What is expected: The full set of records must be printed exactly as given.

[Opening Extracted data section]

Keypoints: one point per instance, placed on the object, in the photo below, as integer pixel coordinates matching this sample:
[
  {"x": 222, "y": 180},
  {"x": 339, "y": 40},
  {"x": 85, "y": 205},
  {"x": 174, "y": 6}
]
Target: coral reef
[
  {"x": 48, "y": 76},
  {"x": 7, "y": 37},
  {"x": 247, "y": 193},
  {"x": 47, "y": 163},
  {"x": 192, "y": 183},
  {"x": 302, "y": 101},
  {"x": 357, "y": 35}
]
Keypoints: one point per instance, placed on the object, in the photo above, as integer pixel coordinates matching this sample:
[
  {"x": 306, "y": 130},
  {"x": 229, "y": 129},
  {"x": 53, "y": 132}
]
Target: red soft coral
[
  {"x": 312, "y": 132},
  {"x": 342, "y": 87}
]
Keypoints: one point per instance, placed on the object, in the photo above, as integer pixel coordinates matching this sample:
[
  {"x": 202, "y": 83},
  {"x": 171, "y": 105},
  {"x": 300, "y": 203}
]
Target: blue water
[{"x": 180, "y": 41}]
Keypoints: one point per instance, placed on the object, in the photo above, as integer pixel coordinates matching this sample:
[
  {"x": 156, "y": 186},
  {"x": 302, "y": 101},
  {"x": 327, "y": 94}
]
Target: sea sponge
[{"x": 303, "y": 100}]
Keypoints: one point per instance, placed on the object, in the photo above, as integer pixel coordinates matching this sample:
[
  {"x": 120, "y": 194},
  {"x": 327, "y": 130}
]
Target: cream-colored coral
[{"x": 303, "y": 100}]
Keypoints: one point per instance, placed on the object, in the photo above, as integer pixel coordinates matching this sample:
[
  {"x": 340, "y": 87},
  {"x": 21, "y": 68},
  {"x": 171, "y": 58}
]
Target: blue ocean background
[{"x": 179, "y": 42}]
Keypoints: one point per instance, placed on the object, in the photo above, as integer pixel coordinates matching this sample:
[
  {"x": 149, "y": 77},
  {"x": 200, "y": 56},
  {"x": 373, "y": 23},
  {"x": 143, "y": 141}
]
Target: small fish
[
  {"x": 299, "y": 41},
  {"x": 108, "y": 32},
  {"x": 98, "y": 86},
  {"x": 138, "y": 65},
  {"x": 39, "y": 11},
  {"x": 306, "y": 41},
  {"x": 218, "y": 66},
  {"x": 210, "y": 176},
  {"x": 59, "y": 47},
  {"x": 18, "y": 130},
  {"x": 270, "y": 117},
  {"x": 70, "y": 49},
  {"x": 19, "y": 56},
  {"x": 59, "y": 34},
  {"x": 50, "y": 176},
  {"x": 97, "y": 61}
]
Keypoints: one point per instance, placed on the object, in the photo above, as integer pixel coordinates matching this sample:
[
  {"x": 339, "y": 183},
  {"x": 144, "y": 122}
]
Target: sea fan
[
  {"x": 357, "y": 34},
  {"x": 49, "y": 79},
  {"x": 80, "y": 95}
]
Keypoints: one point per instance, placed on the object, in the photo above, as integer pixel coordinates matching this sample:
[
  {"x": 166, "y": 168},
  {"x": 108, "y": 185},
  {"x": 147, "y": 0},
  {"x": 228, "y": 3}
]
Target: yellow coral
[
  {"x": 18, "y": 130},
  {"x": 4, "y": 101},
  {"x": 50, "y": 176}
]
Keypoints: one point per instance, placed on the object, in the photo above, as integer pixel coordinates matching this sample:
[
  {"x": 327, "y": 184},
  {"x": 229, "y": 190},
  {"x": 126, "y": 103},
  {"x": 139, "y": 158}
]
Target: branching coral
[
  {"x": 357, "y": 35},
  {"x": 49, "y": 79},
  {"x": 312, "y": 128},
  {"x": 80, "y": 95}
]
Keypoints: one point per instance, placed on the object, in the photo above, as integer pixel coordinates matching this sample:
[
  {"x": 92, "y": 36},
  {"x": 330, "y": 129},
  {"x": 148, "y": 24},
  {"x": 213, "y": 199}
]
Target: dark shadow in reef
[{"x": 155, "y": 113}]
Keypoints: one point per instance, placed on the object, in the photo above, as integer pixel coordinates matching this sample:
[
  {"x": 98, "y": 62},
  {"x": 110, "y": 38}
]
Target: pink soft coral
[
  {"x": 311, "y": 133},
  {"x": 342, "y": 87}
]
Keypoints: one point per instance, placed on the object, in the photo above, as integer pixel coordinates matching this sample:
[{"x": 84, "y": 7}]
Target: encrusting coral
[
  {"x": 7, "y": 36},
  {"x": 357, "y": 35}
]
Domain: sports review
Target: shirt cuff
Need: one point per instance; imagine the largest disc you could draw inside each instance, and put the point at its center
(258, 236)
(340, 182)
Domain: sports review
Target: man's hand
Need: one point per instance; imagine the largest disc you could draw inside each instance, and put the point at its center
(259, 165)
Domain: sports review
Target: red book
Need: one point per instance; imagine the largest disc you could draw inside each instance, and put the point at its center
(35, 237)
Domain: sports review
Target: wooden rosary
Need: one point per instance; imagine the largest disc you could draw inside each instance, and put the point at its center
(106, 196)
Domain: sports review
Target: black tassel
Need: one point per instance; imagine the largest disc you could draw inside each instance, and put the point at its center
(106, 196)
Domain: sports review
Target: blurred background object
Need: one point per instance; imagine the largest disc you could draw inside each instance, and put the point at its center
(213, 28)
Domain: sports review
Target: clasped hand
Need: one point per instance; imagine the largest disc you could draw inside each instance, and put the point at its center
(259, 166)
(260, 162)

[Closing Extracted data section]

Output for this exercise:
Keypoints: one point per instance, placed on the object, in the photo below, as integer pixel coordinates matching this sample:
[
  {"x": 222, "y": 180},
  {"x": 339, "y": 40},
  {"x": 85, "y": 205},
  {"x": 174, "y": 6}
]
Target: coral reef
[
  {"x": 48, "y": 76},
  {"x": 7, "y": 37},
  {"x": 247, "y": 193},
  {"x": 47, "y": 163},
  {"x": 192, "y": 183},
  {"x": 302, "y": 101},
  {"x": 357, "y": 35}
]
Keypoints: one point per instance, placed on the object, in the photo above, as integer pixel coordinates matching this sample:
[
  {"x": 306, "y": 130},
  {"x": 229, "y": 129},
  {"x": 53, "y": 132}
]
Target: red soft coral
[
  {"x": 312, "y": 132},
  {"x": 342, "y": 87}
]
Keypoints: one point per instance, placed on the object, in the photo above, as integer pixel coordinates matching this sample:
[
  {"x": 202, "y": 83},
  {"x": 171, "y": 105},
  {"x": 300, "y": 203}
]
Target: blue water
[{"x": 180, "y": 41}]
Keypoints: one point per instance, placed on the object, in the photo above, as integer pixel coordinates matching this sample:
[
  {"x": 156, "y": 186},
  {"x": 302, "y": 101},
  {"x": 327, "y": 94}
]
Target: sea sponge
[{"x": 303, "y": 100}]
Keypoints: one point per instance, placed on the object, in the photo above, as integer pixel coordinates matching this sample:
[
  {"x": 120, "y": 194},
  {"x": 327, "y": 130}
]
Target: cream-colored coral
[{"x": 303, "y": 100}]
Keypoints: one point per instance, placed on the object, in the photo above, as integer pixel coordinates matching this sample:
[
  {"x": 340, "y": 87},
  {"x": 21, "y": 68},
  {"x": 171, "y": 58}
]
Target: blue ocean background
[{"x": 179, "y": 42}]
Keypoints: one point per instance, placed on the object, in the photo above, as integer pixel coordinates matching this sample:
[
  {"x": 149, "y": 77},
  {"x": 200, "y": 56},
  {"x": 373, "y": 23},
  {"x": 143, "y": 141}
]
Target: small fish
[
  {"x": 299, "y": 41},
  {"x": 108, "y": 32},
  {"x": 98, "y": 86},
  {"x": 138, "y": 65},
  {"x": 39, "y": 11},
  {"x": 306, "y": 41},
  {"x": 218, "y": 66},
  {"x": 210, "y": 176},
  {"x": 59, "y": 47},
  {"x": 18, "y": 130},
  {"x": 270, "y": 117},
  {"x": 70, "y": 49},
  {"x": 19, "y": 56},
  {"x": 59, "y": 34},
  {"x": 50, "y": 176},
  {"x": 97, "y": 61}
]
Keypoints: one point per instance, placed on the object, in the photo above, as integer pixel coordinates matching this sample:
[
  {"x": 339, "y": 183},
  {"x": 144, "y": 122}
]
Target: sea fan
[
  {"x": 357, "y": 34},
  {"x": 49, "y": 79},
  {"x": 80, "y": 95}
]
Keypoints: one point per instance, placed on the object, in the photo above, as integer pixel coordinates matching this sample:
[
  {"x": 166, "y": 168},
  {"x": 108, "y": 185},
  {"x": 147, "y": 0},
  {"x": 228, "y": 3}
]
Target: yellow coral
[
  {"x": 18, "y": 130},
  {"x": 4, "y": 101},
  {"x": 50, "y": 176}
]
Keypoints: one point per instance, placed on the object, in the photo above, as integer pixel coordinates matching this sample:
[
  {"x": 327, "y": 184},
  {"x": 229, "y": 190},
  {"x": 126, "y": 103},
  {"x": 139, "y": 158}
]
Target: branching coral
[
  {"x": 357, "y": 35},
  {"x": 49, "y": 79},
  {"x": 312, "y": 128},
  {"x": 80, "y": 95}
]
Keypoints: one point per instance, placed on the object, in the photo above, as integer pixel coordinates matching this sample:
[
  {"x": 92, "y": 36},
  {"x": 330, "y": 129},
  {"x": 148, "y": 24},
  {"x": 213, "y": 199}
]
Target: dark shadow in reef
[{"x": 155, "y": 113}]
Keypoints: one point per instance, placed on the object, in the photo above, as integer pixel coordinates matching this sample:
[
  {"x": 98, "y": 62},
  {"x": 110, "y": 38}
]
Target: pink soft coral
[
  {"x": 311, "y": 133},
  {"x": 342, "y": 87}
]
Keypoints: one point per instance, placed on the object, in the photo above, as integer pixel coordinates matching this sample:
[{"x": 84, "y": 7}]
Target: encrusting coral
[
  {"x": 7, "y": 36},
  {"x": 357, "y": 35}
]
Domain: sports review
Target: shirt cuff
Need: one point per instance; imagine the largest disc you could draw inside each instance, and put the point at its center
(258, 236)
(340, 182)
Domain: sports review
Target: man's hand
Need: one point per instance; imagine the largest disc you could draw inside each instance, and put the point at its center
(259, 165)
Domain: sports review
Target: red book
Need: one point per instance; imagine the largest disc you could draw inside each instance, and put the point at its center
(35, 237)
Domain: sports review
Target: wooden rosary
Need: one point per instance; imagine the largest disc you could draw inside each instance, and put the point at its center
(106, 196)
Domain: sports review
Target: black tassel
Need: one point per instance; imagine the largest disc you could draw inside each instance, and put the point at its center
(106, 196)
Domain: sports review
Target: blurred background object
Need: one point per instance; imagine the largest disc you could draw inside each instance, and put the point at its center
(213, 28)
Domain: sports review
Target: clasped hand
Need: one point per instance; imagine the largest disc you could draw inside each instance, and put the point at its center
(259, 166)
(260, 162)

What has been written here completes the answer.